Take from the records below each line that holds "region".

□ □ □ □ □ □ □

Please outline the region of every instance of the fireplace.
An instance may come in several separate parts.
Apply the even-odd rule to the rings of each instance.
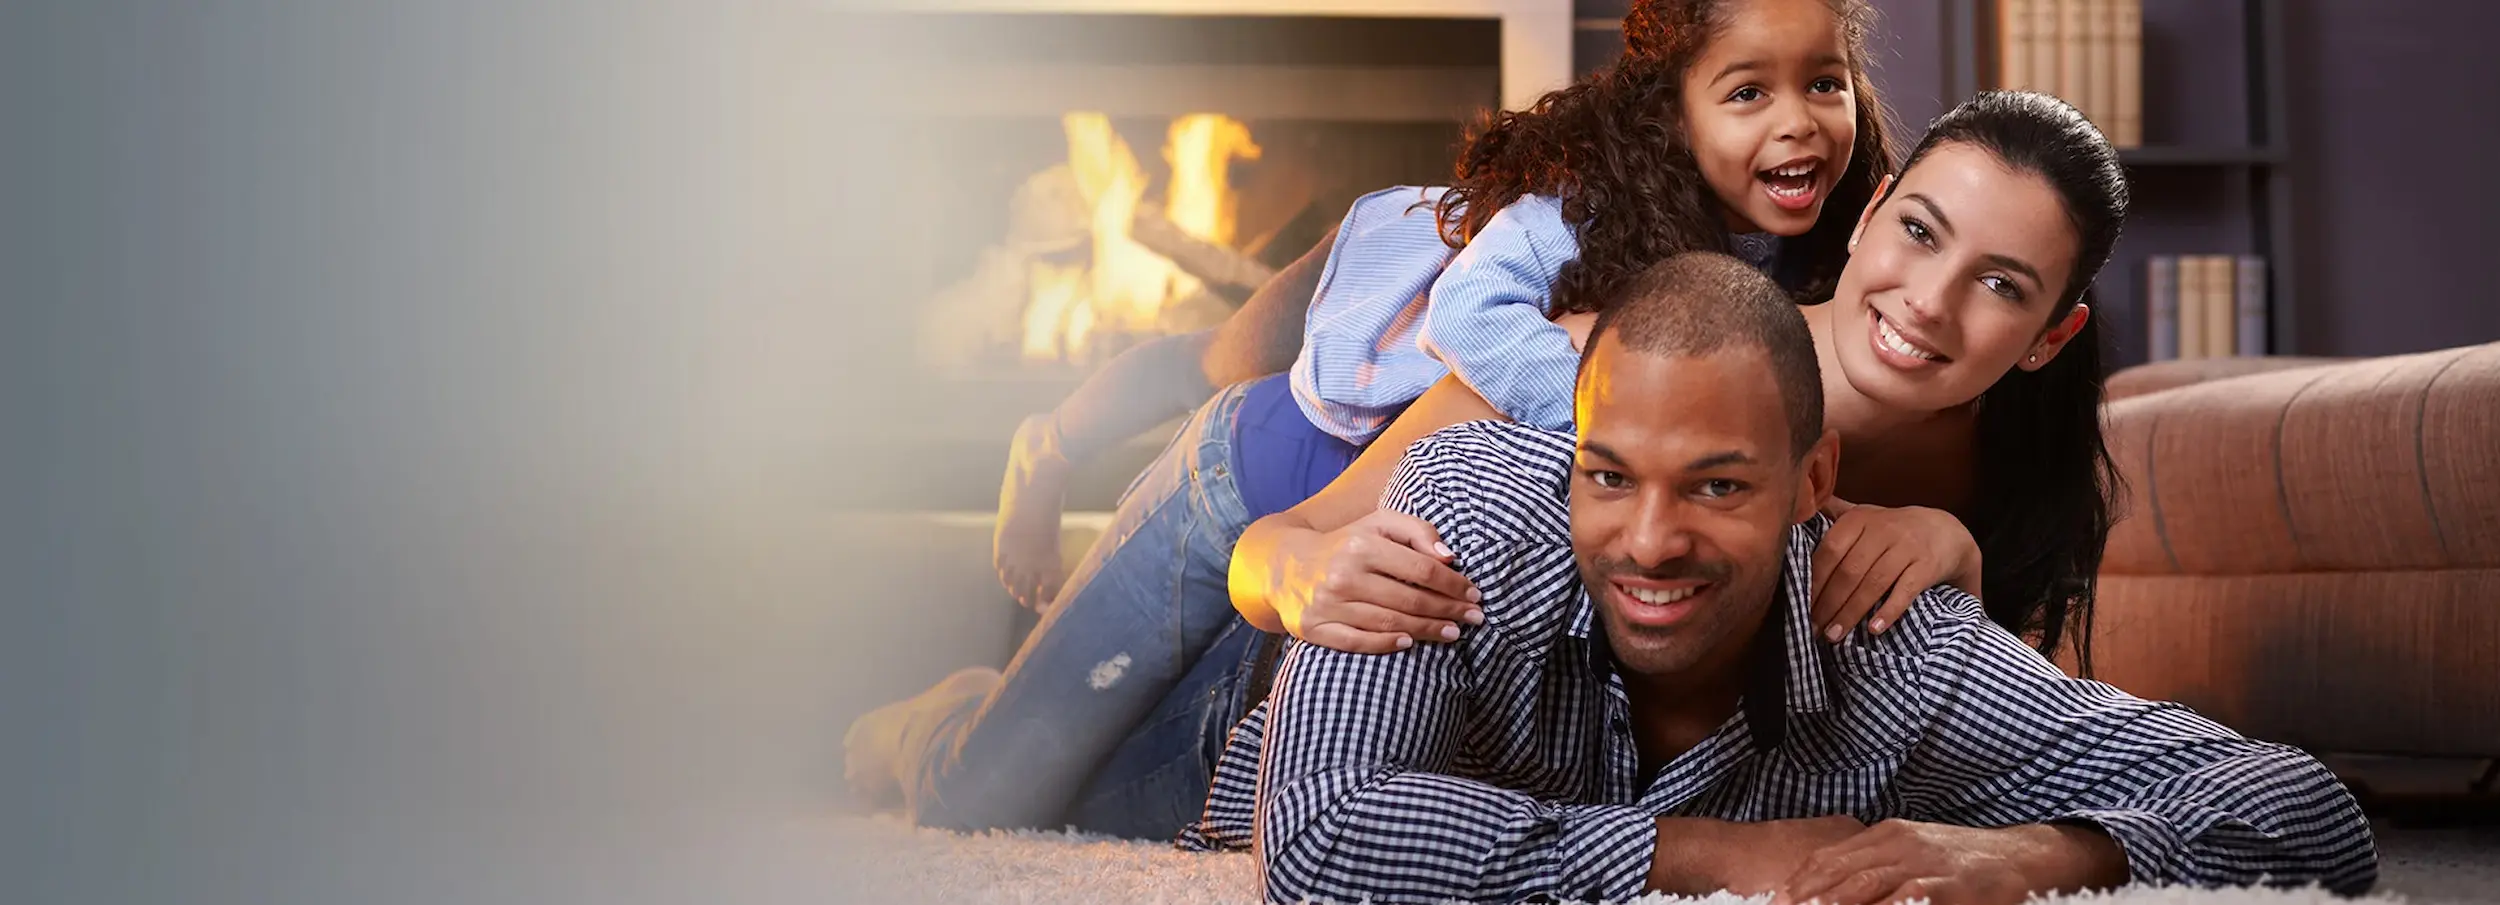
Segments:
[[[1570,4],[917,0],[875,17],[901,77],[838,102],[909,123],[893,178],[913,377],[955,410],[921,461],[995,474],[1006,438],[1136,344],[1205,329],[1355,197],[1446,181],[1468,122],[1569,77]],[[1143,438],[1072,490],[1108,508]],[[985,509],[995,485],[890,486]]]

□ □ □ □ □ □ □

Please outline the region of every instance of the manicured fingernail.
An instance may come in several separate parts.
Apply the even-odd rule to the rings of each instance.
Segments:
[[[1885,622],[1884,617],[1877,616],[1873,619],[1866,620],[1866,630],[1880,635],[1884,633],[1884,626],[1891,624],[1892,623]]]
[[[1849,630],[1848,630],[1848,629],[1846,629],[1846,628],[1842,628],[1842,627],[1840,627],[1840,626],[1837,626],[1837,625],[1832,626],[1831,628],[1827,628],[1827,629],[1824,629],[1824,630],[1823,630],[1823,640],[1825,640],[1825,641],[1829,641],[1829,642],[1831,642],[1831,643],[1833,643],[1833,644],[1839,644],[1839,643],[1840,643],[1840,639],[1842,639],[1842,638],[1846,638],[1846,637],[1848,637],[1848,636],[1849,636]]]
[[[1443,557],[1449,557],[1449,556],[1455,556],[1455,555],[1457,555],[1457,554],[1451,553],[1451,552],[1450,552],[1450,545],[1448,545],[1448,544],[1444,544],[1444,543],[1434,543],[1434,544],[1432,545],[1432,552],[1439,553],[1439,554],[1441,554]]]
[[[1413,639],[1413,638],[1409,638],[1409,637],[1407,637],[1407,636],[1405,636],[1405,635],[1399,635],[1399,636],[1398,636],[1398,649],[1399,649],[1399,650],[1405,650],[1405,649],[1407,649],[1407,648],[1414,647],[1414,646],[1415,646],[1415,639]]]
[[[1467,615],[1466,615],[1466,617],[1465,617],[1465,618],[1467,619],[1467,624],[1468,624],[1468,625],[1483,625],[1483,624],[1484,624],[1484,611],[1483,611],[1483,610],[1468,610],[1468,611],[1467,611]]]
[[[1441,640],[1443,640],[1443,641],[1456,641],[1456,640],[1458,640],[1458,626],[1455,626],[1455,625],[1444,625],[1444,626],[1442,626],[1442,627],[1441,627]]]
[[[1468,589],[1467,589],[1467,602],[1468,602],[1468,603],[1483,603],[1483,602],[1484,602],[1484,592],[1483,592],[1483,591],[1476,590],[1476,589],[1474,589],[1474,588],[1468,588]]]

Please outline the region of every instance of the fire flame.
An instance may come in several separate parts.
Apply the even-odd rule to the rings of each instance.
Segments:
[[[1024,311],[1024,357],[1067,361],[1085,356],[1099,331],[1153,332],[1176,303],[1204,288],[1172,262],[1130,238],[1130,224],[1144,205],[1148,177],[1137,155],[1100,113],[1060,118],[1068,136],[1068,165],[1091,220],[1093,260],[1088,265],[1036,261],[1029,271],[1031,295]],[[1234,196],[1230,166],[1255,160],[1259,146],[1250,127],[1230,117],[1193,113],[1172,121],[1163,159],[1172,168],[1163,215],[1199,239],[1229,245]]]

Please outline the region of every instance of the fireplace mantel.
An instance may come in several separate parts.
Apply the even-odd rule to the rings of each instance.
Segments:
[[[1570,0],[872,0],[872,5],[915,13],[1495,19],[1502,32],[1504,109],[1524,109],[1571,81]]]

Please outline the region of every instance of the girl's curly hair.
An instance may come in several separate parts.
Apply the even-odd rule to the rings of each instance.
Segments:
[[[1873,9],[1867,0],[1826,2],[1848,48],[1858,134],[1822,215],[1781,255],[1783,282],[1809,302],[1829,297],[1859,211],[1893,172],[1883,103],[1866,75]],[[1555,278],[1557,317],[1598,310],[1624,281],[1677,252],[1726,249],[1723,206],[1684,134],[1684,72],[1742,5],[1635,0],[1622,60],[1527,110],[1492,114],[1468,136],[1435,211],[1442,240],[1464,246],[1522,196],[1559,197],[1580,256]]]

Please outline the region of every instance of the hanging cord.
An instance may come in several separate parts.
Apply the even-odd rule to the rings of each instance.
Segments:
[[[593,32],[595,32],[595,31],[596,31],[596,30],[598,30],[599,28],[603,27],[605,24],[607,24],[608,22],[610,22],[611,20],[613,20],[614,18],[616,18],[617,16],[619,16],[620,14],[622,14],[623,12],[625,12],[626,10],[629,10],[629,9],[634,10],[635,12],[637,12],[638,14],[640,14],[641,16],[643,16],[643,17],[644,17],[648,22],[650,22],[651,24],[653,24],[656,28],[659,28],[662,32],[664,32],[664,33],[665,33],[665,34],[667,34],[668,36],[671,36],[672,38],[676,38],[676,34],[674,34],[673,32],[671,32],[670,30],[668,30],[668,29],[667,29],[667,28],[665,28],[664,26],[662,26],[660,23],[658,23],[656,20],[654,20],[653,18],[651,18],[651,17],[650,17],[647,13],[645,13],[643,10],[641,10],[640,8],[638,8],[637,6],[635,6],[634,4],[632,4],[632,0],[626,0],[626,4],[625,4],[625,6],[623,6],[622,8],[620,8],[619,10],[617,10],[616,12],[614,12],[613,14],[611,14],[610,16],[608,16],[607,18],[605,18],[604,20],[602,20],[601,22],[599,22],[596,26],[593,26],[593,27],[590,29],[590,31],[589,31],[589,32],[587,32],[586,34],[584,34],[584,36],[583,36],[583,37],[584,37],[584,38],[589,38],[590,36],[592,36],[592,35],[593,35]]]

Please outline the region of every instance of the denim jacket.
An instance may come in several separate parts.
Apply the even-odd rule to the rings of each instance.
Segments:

□ □ □ □ □ □ □

_EXERCISE SOLUTION:_
Please outline the region of every instance of the fireplace.
Please outline the region of every instance of the manicured fingernail.
Please outline the region of every instance of the fire flame.
Please outline the region of every instance of the fireplace mantel.
Please outline the region of every instance of the girl's curly hair.
Please outline the region of every instance of the hanging cord.
Please outline the region of every instance of the denim jacket.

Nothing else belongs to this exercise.